:: EXTRACTED INFORMATION ::
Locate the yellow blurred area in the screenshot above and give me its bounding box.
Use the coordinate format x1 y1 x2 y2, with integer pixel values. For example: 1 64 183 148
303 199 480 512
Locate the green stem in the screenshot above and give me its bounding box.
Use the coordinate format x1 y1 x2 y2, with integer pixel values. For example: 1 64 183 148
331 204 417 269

:: THE PROBLEM ::
Rewrite the lines above with each "bounding box" changed to "enclosing rectangle", leaving everything else intact.

:: SOLUTION ::
Locate the yellow blurred area in the screenshot above and give me its enclosing rectangle.
Use the coordinate format x1 y1 x2 y2, with integer pixel values. For example: 1 64 183 148
303 199 480 512
Locate the green stem in the screenshot above and give me its enclosing rectangle.
Use the coordinate format x1 y1 x2 y2, with integer pixel values. For example: 1 64 183 148
331 204 417 269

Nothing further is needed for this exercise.